RECORDS TO PROCESS:
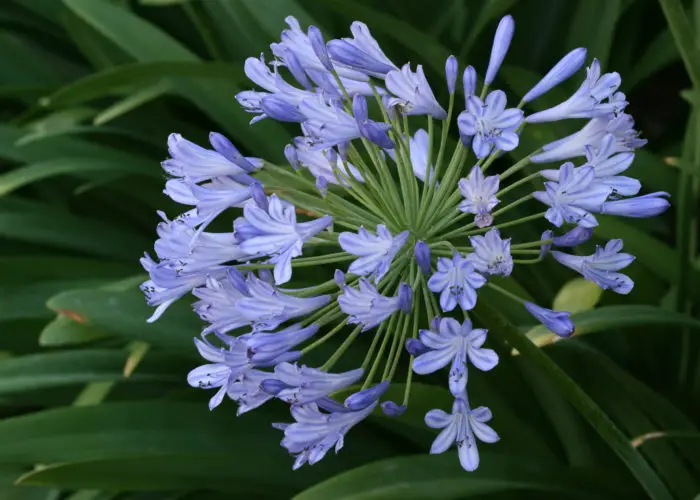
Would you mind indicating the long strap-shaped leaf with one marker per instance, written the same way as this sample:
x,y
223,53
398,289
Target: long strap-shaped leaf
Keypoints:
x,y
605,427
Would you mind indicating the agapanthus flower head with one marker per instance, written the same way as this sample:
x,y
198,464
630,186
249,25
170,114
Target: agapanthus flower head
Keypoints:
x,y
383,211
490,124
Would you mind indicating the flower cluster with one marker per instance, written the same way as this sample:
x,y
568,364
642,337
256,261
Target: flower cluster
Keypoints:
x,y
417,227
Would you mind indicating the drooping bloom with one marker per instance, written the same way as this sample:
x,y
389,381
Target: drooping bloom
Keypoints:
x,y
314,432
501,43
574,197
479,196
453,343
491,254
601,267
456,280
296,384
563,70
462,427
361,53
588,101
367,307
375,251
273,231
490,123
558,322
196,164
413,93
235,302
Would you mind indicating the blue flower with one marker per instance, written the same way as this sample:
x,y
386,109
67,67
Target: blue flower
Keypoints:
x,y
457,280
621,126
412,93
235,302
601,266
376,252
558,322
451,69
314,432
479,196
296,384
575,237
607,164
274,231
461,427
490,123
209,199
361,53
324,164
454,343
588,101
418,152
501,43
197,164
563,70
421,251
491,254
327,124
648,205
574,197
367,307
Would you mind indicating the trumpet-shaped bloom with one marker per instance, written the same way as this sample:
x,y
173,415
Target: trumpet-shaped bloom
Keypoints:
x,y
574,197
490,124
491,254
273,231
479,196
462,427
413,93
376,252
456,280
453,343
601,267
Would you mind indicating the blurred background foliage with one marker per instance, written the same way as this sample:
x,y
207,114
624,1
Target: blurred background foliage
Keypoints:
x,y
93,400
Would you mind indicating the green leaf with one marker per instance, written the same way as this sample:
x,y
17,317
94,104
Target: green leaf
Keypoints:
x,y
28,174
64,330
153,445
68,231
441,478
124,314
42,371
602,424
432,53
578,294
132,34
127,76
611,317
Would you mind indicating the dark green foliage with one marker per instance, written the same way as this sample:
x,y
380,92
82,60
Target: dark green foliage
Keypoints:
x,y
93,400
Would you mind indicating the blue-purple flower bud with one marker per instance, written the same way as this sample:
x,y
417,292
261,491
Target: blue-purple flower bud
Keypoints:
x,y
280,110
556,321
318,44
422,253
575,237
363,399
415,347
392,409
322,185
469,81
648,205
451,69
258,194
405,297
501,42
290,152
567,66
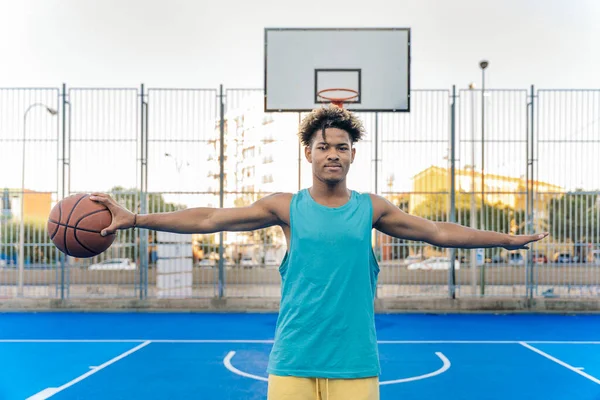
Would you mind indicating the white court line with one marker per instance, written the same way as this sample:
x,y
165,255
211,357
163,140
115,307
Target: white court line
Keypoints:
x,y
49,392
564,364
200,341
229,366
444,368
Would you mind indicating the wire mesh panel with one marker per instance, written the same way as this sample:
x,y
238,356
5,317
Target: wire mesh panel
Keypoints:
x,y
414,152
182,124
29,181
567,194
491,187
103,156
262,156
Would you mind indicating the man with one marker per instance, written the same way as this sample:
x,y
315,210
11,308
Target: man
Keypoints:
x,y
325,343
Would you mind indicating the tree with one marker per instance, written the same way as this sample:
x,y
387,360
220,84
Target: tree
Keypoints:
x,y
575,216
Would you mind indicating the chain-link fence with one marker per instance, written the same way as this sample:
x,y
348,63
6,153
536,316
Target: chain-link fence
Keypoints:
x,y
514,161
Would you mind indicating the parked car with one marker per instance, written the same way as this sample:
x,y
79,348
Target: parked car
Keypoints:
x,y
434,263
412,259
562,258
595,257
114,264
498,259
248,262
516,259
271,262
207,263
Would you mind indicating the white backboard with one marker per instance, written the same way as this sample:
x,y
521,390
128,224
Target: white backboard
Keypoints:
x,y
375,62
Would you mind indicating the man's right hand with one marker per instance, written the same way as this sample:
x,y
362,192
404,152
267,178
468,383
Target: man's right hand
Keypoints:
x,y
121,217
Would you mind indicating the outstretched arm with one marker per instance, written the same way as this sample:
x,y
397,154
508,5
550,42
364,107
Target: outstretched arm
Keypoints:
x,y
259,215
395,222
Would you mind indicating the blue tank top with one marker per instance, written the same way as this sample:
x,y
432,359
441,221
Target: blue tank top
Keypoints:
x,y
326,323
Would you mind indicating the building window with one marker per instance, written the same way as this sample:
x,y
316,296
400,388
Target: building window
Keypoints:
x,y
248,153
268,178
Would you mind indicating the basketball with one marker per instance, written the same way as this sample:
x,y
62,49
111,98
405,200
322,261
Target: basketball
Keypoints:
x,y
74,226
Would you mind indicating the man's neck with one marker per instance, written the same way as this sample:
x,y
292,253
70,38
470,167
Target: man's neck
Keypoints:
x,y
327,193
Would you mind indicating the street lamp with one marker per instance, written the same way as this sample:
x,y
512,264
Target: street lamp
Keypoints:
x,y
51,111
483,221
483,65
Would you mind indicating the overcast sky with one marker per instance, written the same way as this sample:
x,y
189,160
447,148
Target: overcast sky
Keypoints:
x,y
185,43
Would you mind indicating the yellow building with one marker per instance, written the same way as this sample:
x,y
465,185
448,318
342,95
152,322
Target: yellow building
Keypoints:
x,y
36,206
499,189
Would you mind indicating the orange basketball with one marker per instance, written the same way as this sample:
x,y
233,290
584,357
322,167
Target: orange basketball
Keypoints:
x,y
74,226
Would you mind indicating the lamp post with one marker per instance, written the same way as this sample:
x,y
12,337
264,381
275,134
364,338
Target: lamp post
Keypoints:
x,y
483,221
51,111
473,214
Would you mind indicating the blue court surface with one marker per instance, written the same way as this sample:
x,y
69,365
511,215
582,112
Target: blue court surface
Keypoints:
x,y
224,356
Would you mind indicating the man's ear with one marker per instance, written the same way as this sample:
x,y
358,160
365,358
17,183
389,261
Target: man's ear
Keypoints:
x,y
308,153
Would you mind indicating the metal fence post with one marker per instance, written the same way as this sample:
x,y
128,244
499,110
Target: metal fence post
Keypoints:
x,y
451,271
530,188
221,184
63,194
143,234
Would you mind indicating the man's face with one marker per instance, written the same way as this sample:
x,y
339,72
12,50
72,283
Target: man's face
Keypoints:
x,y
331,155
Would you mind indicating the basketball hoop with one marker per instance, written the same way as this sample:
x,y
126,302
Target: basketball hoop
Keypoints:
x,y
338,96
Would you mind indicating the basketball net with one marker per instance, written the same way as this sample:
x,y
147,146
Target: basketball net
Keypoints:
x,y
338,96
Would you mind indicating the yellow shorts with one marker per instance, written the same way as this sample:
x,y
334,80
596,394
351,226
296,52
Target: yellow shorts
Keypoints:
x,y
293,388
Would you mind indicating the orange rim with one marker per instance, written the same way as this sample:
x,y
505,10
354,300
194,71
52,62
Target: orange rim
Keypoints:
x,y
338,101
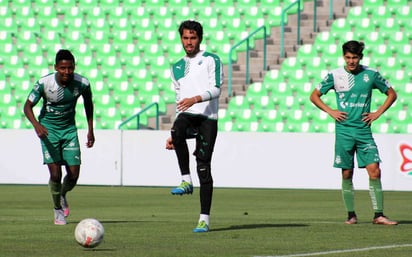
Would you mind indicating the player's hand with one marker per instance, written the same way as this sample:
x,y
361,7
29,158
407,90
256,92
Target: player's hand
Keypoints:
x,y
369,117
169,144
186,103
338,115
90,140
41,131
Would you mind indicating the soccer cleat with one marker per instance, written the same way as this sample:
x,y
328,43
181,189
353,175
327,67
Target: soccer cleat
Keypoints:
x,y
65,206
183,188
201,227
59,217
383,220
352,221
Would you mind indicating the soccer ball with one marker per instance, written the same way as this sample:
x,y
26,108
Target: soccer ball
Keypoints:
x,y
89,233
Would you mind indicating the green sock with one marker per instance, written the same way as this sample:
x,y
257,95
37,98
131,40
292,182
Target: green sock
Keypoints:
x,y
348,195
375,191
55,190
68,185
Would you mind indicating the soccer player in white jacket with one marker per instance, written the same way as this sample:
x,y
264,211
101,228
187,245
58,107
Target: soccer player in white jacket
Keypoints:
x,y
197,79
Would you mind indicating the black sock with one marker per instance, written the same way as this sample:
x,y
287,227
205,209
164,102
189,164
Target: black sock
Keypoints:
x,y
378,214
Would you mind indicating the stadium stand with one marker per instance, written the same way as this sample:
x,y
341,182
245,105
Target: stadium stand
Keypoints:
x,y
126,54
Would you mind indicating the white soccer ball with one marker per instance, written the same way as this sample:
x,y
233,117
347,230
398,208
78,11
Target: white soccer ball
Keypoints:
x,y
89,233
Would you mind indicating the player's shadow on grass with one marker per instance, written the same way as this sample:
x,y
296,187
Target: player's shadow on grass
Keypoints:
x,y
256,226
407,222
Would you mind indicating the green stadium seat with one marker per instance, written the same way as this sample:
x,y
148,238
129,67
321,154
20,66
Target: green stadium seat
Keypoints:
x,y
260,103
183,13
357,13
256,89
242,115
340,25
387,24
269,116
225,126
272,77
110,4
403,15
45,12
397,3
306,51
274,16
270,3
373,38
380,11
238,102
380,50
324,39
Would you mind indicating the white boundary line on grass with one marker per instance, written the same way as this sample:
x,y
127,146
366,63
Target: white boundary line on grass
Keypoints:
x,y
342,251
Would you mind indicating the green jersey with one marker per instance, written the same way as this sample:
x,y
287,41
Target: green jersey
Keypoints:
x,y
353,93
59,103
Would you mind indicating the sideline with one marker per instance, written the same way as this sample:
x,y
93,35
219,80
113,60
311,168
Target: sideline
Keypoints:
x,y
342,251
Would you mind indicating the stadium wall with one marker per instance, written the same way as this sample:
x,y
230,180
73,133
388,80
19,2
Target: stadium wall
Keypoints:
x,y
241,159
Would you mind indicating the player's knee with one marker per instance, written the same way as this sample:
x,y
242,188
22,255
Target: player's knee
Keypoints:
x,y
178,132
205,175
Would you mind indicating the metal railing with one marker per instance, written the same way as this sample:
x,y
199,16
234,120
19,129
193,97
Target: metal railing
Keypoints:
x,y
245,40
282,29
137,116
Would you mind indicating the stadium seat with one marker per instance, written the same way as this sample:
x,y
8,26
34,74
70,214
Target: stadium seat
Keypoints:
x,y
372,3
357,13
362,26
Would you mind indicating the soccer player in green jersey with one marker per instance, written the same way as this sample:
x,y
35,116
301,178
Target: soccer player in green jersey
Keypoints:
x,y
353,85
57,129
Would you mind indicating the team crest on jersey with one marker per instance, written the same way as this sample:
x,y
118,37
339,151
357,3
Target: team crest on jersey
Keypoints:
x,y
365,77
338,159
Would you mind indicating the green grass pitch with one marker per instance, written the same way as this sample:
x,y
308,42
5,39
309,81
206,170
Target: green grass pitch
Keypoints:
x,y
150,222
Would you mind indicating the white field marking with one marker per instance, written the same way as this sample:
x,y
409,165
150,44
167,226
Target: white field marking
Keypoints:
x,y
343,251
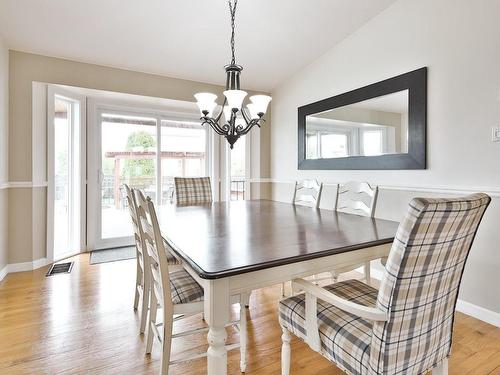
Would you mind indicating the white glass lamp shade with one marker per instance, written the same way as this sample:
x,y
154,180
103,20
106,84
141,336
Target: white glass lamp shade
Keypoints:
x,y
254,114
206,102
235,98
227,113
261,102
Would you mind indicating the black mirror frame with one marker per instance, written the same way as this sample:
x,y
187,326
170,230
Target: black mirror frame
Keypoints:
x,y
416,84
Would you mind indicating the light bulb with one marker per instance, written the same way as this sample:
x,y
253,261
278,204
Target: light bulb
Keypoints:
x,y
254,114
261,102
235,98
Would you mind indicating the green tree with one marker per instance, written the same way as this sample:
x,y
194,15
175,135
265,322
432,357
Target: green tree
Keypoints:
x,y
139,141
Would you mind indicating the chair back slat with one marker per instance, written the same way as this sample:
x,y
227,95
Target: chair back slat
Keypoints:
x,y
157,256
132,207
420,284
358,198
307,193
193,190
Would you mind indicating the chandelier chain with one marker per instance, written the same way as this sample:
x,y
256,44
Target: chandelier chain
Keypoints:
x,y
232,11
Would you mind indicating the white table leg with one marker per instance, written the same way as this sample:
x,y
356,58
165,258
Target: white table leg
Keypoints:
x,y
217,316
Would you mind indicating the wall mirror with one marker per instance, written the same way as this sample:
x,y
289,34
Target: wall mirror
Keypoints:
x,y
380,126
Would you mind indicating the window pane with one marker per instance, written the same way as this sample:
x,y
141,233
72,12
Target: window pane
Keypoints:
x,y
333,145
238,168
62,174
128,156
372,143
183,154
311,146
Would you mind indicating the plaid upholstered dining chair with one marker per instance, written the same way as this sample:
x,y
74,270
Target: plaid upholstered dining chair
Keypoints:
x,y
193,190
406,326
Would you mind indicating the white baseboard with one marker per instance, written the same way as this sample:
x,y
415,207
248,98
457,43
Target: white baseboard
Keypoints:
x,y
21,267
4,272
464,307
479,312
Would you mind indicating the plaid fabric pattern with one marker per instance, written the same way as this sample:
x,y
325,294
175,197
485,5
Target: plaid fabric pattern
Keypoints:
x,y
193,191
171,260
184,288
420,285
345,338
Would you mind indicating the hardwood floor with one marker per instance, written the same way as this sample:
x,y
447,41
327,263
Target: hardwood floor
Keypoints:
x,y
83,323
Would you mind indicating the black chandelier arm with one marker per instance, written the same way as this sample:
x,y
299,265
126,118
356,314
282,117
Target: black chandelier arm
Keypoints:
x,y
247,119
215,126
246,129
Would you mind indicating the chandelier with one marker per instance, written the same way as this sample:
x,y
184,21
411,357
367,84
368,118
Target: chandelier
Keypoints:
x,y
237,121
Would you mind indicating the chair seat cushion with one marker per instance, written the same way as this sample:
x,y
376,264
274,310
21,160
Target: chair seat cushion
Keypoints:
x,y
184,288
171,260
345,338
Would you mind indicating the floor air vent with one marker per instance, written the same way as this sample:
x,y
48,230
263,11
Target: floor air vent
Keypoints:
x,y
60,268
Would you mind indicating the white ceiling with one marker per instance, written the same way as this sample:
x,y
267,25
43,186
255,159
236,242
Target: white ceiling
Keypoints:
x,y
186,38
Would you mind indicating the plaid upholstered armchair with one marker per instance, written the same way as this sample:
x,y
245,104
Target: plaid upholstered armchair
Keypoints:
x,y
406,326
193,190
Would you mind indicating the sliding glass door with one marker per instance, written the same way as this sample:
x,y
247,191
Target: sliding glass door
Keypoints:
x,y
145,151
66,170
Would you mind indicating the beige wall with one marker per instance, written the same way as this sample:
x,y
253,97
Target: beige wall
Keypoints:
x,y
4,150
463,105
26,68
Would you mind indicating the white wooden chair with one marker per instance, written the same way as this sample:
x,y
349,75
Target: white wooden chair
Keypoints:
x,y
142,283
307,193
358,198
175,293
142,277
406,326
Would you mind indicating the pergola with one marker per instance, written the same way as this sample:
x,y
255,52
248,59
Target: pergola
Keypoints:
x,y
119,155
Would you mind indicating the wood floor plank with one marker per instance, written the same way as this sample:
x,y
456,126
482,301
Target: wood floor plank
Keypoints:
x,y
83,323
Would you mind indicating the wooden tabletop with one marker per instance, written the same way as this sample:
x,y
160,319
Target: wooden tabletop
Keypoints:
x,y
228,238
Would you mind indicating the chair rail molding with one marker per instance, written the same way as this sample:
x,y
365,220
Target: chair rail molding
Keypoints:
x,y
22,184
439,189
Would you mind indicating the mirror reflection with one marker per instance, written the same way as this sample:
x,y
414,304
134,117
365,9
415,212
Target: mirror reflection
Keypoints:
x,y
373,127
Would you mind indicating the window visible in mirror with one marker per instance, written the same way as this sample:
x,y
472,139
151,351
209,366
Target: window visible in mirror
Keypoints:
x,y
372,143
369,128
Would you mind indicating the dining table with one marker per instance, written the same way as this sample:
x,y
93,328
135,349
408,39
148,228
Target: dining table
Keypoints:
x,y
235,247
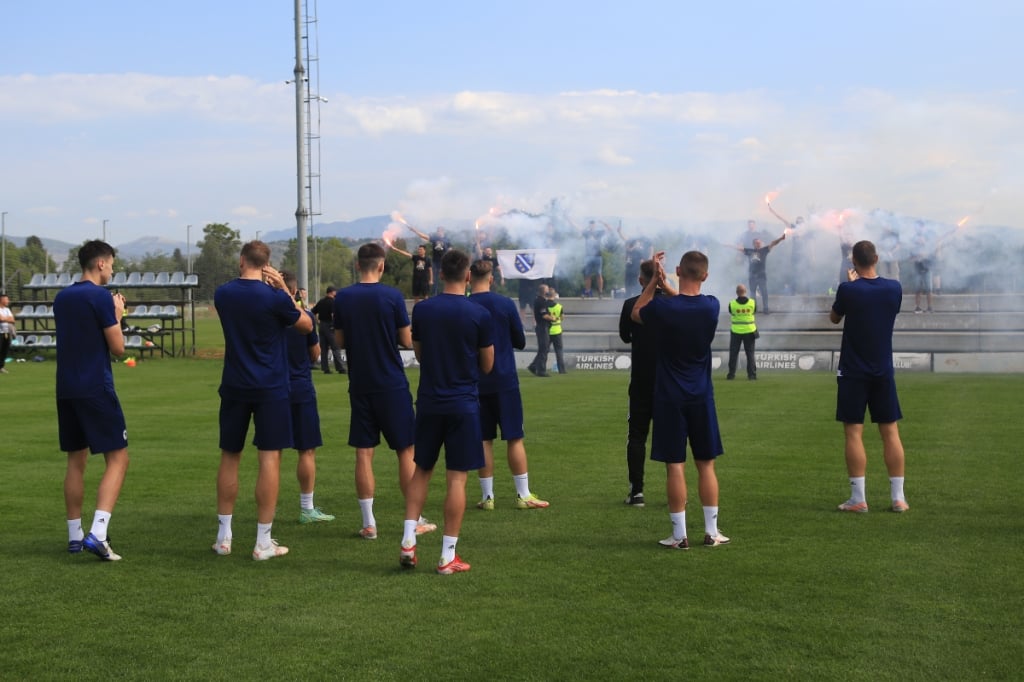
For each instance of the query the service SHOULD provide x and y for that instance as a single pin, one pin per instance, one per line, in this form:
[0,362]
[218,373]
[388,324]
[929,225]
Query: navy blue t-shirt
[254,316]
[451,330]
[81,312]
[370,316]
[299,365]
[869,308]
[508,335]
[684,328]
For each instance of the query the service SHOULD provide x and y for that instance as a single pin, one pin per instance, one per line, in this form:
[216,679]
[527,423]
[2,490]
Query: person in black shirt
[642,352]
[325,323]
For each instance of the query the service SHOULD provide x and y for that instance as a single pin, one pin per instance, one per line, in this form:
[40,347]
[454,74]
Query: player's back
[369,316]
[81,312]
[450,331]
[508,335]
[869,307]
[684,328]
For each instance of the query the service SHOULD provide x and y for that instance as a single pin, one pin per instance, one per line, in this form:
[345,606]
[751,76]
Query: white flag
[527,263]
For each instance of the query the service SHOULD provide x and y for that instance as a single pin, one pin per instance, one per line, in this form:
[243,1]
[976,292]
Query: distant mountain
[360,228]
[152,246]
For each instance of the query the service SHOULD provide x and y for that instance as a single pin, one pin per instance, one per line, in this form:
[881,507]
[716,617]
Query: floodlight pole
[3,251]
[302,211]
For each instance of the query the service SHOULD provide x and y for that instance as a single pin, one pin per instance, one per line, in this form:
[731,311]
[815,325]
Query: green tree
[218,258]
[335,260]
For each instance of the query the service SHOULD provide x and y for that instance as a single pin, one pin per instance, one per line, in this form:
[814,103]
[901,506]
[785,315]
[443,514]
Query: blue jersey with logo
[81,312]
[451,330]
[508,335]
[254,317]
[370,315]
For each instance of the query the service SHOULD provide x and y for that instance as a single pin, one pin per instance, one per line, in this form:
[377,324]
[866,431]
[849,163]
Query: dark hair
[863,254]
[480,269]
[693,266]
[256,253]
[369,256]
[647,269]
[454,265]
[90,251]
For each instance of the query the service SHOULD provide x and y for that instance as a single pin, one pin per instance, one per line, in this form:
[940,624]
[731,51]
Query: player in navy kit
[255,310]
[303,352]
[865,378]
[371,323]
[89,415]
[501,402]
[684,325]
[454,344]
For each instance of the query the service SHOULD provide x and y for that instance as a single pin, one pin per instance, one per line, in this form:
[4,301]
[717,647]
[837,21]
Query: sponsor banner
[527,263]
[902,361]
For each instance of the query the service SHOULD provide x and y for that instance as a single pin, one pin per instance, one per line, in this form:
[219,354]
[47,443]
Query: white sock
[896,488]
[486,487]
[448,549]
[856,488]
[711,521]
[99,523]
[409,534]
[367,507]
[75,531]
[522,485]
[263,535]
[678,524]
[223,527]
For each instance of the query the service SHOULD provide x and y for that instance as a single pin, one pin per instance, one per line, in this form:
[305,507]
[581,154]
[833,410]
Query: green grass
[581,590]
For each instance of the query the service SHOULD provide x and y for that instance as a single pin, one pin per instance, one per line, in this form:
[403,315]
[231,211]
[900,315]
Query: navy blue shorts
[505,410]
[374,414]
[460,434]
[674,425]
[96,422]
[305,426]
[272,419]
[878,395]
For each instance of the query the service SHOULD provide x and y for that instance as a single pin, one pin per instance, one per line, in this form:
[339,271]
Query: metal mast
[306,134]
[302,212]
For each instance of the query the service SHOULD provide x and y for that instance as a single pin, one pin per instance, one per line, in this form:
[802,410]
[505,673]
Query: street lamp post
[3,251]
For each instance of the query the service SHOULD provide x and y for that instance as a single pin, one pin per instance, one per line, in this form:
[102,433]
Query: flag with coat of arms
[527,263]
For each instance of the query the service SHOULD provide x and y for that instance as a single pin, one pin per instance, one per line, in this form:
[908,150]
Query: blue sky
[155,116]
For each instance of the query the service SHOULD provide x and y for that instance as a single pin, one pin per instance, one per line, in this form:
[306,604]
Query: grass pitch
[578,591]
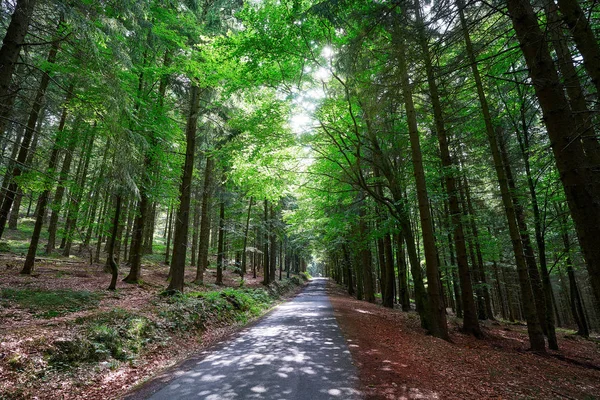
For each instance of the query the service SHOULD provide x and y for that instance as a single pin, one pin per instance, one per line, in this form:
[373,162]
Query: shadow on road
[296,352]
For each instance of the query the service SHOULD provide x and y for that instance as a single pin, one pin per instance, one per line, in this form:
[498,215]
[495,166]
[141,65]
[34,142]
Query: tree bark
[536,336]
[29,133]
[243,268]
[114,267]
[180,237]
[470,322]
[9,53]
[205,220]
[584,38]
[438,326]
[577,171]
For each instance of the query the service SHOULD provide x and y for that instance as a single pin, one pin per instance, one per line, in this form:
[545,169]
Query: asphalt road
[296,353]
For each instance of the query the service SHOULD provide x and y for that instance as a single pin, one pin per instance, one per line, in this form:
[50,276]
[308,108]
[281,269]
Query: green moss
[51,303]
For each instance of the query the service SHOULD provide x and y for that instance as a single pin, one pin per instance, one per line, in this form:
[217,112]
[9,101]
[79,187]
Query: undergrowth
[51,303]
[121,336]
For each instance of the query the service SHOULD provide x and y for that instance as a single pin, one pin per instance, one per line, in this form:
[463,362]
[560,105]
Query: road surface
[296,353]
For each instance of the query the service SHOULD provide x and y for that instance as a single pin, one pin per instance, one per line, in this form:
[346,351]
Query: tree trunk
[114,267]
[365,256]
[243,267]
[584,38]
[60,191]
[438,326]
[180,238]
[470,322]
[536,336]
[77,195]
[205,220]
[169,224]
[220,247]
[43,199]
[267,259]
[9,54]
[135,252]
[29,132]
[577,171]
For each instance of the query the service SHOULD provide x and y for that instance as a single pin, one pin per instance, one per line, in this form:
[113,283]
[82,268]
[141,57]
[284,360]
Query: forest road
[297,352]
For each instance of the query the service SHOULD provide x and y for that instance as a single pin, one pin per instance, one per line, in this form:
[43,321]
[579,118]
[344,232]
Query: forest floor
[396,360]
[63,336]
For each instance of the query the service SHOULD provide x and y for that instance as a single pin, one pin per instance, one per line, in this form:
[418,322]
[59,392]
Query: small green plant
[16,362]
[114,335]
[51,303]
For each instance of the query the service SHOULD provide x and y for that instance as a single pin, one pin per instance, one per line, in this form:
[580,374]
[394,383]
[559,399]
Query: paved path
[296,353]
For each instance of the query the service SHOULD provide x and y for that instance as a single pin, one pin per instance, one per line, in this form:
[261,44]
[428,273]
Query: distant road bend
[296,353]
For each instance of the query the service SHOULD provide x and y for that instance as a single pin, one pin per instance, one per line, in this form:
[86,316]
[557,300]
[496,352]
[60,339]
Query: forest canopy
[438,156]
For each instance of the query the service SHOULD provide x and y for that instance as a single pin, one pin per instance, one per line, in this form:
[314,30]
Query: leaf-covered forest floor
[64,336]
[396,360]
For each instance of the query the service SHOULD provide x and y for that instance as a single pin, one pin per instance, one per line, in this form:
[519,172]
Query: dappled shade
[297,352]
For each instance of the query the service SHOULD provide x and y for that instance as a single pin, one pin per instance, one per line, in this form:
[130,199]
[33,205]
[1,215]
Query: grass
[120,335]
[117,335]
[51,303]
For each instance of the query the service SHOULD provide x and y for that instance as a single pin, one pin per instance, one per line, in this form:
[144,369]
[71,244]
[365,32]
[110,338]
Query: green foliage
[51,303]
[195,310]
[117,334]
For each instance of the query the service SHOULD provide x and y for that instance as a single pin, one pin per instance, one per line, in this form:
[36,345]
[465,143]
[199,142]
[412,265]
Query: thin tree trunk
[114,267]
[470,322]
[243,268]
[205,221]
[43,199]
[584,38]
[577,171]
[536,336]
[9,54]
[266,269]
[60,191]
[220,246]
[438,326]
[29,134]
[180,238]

EXERCISE GOAL: Write out word for word the lines above that run from the one with "Target: metal fence post" to the one with "Would you mind indicating the soccer player in white". Include both end lines; exclude the images.

COMPLETED EXERCISE:
Target: metal fence post
Keypoints:
x,y
451,271
530,188
221,184
63,194
143,234
Would you mind indicating the man's face with one marker per instance, written the same way as this sample:
x,y
339,72
12,50
72,283
Target: man's face
Keypoints:
x,y
331,155
Would you mind indicating the basketball hoop with one marker per instance, written the same way as this sample:
x,y
126,302
Target: basketball hoop
Keypoints:
x,y
338,96
Would you mind indicating the basketball net with one marker per instance, written the same way as this sample:
x,y
147,146
Target: basketball net
Keypoints:
x,y
338,96
Would you mind indicating the yellow shorts with one marker per instance, written the same way as this sample:
x,y
334,80
596,394
351,226
296,52
Target: yellow shorts
Keypoints:
x,y
293,388
Would you mind indicating the orange rim with one marker per instance, written the same way as this sample:
x,y
505,10
354,300
194,71
52,62
Target: orange rim
Keypoints:
x,y
338,101
Would you mind indicating the player's hand with one marker per instance, written the same way as this sample:
x,y
361,7
29,158
407,90
256,92
Target: player's hand
Keypoints:
x,y
369,117
169,144
186,103
338,115
90,140
41,131
Would you mind indicating the soccer cleat with one marker per instance, written the same way as this sample:
x,y
328,43
181,189
353,175
327,67
Target: soccer cleat
Keypoints:
x,y
65,206
183,188
201,227
59,217
383,220
352,221
Would you mind indicating the soccer ball with one marker per instance, written the same way as this sample:
x,y
26,108
Target: soccer ball
Keypoints:
x,y
89,233
Would you mind indicating the green sock with one marker per instance, written the same way as this sample:
x,y
257,95
37,98
131,40
292,182
Target: green sock
Keypoints:
x,y
348,195
375,191
55,190
68,185
Would you mind indicating the soccer player in white jacket with one marker per instance, written the same way as this sample:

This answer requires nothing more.